文書の抜粋

════

あまり事前の期待もなかったし、放送中もそれほど盛り上がってはいなかった。それでも、主題歌がLiSA、ClariS、GARNiDELiAと私のツボを押しまくっているので、それを期待して見ていたのだが、なかなか面白い。話が進むにつれ、この世界の全体像(及びそのいびつさ)が垣間見えるようになっている。

還元的に観察すれば、個々の要素はよくある話である。しかし、それがモザイク的に集まって、独特の空気を生み出している。途中作画が怪しくなる部分はあったが、それはまあご愛敬。キャストで言えば、天河舞姫役の悠木碧がサイコーだった。

現在のライトノベル的な作品は、一人の主人公がいて、それが強かろうが弱かろうが、その周辺に人が集まってくる。その性別比率が女性に偏っているとハーレムと呼ばれる。どちらにせよ、一つの集団のお話である。あるいはその逆に、バッカーノ的な群像劇もある。複数の視点から、一つの物語を眺める。

この『クオリディア・コード』は、そのどちらでもない。二人の組が3つあり、それぞれが「幼なじみ」「ツンデレ兄妹」「百合(あるいは女性の友情)」のペアを形成している。そして、そのどれもが特別な「主人公」というのではない。もちろん便宜的な主人公はいかにも主人公らしい朱雀壱弥なのではあるが、それは形式のみである。本作では3つのペアが、それぞれ主役を張っている。それが本作の個性を生み出していると言っても良いだろう。

════

[位置特定エントリ]
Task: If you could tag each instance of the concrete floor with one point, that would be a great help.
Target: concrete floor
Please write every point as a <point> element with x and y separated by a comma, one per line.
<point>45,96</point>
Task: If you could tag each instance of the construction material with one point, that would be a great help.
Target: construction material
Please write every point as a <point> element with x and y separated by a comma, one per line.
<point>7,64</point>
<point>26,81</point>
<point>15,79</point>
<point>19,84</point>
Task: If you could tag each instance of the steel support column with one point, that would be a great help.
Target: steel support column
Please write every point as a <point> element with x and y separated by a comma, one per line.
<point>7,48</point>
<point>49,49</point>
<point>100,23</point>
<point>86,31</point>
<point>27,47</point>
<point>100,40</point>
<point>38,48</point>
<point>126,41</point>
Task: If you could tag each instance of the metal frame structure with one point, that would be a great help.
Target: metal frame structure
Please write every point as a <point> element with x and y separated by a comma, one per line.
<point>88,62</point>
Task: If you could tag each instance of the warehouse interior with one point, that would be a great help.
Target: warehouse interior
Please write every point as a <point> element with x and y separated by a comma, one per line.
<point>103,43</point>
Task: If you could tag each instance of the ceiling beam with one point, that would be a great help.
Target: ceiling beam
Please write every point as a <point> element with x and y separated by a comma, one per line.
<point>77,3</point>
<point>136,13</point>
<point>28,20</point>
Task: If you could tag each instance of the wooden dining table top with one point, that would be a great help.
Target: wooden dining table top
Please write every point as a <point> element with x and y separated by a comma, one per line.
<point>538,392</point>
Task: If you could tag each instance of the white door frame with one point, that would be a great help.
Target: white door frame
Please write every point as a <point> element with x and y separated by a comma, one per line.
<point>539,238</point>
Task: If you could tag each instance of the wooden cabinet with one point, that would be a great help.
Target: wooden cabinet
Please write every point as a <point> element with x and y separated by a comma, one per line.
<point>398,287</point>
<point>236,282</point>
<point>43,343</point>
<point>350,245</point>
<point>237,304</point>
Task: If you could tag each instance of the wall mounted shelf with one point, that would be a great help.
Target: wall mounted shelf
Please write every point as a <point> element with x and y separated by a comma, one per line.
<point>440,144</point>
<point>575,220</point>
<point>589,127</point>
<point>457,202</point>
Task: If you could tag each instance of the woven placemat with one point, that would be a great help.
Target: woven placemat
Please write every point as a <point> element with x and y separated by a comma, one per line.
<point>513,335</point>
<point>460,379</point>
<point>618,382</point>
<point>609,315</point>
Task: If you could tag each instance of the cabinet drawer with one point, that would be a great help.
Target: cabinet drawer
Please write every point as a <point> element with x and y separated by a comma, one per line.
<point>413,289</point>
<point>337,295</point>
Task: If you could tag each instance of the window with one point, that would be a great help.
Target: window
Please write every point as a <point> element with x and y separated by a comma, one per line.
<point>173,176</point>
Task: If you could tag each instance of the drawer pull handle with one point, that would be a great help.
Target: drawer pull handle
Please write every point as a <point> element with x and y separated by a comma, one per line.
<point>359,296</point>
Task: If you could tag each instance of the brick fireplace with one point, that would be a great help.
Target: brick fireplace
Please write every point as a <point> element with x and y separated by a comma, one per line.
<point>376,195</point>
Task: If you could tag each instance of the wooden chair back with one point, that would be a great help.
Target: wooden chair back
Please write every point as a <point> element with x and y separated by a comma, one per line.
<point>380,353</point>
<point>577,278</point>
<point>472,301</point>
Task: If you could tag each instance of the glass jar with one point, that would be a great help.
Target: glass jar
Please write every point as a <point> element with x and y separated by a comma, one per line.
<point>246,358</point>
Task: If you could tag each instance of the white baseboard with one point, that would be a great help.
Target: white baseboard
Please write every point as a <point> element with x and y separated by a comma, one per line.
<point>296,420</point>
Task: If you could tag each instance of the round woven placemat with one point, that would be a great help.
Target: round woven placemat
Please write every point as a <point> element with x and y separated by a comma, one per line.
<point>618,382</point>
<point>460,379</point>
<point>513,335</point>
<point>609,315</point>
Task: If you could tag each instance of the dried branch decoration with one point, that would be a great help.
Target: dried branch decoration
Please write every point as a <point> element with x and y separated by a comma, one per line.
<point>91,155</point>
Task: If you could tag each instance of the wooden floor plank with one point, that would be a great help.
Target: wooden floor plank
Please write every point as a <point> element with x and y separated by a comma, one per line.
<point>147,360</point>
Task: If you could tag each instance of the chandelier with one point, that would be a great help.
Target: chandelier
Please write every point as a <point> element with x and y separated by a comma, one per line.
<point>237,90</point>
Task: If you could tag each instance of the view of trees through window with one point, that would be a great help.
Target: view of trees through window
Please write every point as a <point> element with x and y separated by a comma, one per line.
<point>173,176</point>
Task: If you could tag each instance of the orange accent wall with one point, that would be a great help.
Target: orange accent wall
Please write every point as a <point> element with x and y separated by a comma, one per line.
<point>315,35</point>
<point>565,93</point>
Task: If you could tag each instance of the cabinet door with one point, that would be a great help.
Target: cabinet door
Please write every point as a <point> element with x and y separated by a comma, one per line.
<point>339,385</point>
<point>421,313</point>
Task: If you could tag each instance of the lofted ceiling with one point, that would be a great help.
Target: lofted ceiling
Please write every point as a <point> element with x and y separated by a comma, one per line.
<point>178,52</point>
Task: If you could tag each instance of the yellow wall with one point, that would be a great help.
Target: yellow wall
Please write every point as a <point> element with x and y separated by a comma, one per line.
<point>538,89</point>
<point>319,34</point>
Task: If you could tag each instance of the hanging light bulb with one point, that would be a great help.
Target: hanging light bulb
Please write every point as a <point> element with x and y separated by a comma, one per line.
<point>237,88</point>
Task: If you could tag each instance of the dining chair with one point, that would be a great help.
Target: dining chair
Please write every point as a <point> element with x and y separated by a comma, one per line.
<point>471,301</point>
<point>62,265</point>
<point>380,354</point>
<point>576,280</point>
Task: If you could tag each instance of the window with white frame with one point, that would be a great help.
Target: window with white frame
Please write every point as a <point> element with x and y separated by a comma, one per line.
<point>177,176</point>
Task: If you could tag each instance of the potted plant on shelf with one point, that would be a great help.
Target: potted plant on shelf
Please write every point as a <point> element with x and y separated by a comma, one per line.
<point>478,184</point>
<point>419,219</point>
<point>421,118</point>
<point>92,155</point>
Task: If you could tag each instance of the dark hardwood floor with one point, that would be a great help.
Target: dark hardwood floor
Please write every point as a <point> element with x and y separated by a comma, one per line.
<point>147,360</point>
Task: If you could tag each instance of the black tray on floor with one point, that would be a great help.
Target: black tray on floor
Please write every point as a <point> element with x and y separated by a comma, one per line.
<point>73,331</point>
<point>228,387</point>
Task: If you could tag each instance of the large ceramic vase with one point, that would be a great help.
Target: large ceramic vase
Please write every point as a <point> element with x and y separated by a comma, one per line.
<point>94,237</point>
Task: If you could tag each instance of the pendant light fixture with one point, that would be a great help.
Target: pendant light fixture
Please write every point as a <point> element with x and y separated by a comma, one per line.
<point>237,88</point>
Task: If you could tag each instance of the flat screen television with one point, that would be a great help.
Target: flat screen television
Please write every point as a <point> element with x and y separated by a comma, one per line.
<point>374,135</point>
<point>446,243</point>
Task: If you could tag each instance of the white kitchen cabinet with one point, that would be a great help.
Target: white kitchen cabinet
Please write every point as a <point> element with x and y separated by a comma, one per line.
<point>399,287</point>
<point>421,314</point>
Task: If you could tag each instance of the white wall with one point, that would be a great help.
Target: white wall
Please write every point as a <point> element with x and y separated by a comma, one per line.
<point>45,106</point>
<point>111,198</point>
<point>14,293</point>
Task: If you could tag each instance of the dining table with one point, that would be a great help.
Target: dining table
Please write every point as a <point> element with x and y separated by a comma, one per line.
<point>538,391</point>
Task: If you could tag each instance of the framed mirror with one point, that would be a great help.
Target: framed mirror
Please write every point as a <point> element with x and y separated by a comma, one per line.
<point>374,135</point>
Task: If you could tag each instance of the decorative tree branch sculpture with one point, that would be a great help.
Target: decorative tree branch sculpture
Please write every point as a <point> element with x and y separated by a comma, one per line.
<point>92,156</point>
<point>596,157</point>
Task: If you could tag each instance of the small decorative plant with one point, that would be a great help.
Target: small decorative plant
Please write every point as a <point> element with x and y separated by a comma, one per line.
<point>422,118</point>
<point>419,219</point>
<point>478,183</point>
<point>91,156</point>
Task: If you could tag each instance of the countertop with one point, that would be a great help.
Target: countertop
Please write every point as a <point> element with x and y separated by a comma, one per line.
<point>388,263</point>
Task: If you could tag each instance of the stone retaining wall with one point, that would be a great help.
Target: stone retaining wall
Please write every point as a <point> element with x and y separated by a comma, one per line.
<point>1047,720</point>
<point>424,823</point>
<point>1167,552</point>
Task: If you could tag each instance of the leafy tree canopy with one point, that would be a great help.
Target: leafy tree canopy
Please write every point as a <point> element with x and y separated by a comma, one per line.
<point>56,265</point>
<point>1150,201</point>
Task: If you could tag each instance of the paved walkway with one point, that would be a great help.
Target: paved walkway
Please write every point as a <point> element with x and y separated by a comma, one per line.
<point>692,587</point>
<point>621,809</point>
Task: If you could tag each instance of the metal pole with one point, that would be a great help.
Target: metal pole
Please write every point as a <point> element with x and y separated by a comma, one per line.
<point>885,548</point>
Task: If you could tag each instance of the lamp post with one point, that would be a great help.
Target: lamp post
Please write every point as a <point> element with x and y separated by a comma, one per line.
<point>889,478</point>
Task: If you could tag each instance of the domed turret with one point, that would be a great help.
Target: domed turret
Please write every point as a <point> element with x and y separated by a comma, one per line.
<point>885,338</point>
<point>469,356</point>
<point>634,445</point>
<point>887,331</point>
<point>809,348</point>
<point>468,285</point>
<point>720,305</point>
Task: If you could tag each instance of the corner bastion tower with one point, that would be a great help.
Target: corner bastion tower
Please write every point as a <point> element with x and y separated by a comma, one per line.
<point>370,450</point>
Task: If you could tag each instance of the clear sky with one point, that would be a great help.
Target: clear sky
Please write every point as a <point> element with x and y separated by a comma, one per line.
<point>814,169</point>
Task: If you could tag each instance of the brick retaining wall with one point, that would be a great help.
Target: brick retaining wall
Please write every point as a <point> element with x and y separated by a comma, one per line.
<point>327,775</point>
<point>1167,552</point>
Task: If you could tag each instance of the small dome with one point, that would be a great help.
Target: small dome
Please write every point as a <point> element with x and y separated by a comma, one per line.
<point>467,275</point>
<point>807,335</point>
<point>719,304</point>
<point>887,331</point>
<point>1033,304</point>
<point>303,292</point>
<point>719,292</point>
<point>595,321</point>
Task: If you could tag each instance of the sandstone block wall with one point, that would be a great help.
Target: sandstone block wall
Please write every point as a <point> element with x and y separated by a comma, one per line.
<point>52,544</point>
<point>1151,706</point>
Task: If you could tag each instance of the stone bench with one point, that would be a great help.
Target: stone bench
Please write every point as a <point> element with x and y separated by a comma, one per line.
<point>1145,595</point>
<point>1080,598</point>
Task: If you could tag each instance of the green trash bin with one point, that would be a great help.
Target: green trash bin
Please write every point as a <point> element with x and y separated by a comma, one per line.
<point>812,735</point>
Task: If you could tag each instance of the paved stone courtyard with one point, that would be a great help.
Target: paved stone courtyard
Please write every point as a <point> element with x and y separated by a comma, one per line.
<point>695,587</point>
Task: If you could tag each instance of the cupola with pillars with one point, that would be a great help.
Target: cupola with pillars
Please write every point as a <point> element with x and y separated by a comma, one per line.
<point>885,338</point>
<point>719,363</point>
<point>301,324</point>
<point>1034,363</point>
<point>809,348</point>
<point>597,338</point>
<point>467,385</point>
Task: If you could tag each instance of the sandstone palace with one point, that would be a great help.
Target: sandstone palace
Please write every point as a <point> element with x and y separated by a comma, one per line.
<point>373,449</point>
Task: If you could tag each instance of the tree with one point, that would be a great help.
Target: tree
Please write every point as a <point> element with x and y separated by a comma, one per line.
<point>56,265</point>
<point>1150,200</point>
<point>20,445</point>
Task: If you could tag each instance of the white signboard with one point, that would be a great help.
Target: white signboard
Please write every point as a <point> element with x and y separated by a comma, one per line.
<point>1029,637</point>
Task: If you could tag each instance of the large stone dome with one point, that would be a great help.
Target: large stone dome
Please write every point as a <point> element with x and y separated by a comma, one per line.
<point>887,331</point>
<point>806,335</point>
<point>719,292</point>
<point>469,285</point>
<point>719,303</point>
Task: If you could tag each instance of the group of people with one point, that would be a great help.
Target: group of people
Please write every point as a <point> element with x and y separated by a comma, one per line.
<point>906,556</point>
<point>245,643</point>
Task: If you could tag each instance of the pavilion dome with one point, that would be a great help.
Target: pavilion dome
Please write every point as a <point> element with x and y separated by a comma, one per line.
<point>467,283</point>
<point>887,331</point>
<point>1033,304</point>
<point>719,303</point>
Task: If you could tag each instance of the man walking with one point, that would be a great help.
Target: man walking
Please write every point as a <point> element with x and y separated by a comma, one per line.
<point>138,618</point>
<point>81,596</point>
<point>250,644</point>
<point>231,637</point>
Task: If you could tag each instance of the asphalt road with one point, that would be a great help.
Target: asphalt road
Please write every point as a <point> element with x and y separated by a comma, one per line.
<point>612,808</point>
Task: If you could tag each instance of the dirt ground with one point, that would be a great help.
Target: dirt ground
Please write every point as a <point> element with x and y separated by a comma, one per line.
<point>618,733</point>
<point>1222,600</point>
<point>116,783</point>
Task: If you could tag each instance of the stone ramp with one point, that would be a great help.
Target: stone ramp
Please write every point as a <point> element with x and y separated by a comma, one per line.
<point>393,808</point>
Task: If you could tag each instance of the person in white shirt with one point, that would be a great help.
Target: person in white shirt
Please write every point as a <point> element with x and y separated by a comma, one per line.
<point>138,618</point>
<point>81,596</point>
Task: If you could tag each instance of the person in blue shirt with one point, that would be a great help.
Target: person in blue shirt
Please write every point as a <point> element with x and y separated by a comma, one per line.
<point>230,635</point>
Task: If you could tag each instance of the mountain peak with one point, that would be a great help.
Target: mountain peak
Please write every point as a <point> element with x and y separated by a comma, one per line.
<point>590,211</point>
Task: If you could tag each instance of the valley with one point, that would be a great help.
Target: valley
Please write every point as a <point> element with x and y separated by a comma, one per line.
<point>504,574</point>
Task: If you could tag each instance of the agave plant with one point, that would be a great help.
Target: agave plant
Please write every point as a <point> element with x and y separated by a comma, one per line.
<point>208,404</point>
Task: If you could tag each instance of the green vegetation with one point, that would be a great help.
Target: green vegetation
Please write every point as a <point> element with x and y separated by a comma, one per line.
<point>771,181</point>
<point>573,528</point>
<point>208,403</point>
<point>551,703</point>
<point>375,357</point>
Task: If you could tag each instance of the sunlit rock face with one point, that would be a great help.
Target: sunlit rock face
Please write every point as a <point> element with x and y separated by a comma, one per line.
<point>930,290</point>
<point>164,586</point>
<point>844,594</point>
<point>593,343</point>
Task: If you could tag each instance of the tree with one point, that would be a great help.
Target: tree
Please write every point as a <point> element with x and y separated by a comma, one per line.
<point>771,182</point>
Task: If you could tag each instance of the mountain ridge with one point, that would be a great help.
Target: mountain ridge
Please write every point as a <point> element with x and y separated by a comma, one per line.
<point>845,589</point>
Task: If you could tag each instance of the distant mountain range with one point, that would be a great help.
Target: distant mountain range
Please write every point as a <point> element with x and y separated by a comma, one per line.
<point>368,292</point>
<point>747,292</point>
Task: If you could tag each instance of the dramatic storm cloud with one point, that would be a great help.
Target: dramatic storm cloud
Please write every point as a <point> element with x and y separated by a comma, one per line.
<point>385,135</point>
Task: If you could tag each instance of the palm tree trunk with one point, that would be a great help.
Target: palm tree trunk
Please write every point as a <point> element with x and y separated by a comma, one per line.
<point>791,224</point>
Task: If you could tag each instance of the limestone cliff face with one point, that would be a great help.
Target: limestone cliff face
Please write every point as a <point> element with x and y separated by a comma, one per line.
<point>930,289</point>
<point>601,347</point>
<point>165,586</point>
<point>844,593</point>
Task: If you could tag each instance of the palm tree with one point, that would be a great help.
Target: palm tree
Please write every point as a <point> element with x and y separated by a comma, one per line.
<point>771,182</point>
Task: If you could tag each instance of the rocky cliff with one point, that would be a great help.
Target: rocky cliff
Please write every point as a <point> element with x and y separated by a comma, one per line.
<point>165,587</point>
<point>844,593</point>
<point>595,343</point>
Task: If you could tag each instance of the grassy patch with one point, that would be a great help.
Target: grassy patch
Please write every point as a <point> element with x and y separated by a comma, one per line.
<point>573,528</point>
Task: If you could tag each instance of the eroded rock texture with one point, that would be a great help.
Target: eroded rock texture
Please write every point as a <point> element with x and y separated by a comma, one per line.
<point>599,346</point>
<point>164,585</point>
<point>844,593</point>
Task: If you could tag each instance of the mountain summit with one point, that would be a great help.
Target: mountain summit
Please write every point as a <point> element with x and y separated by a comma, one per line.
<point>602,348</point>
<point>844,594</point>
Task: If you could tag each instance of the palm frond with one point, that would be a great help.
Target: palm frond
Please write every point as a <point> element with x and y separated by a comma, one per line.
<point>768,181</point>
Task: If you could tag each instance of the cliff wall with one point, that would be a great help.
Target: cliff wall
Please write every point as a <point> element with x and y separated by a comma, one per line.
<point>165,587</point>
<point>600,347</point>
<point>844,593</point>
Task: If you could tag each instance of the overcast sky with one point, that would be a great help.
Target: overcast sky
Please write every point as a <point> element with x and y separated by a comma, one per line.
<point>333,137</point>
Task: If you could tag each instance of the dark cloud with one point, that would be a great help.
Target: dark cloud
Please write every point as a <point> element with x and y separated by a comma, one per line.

════

作業指示
• 1. 『クオリディア・コード』の感想文で、キャストの中でサイコーだったとされているのは、どの役を演じた誰ですか。
• 2. 『クオリディア・コード』の感想文を、最後の文の後から続けて書いてください。

回答
• 1. 天河舞姫役の悠木碧です。

• 2.
そうした特徴は、この「プロジェクト・クオリディア」が複数の著者によって紡がれるシェアード・ワールドを採用している影響なのかもしれない。そうだとしたら、なかなか面白い傾向である。

ライトノベル、特にハーレムもののそれは、いろいろな女性キャラを用意して「好みのキャラを選んでください」という趣向になっているが(そして、それぞれのキャラに優劣はないわけだが)、『クオリディア・コード』ではそれがペアにおいて適用されている。これは、作品の楽しみ方がより視聴者の手に委ねらるようになってきている傾向を示しているのかもしれない。この辺の話題は、また別に掘り下げる価値がありそうだ。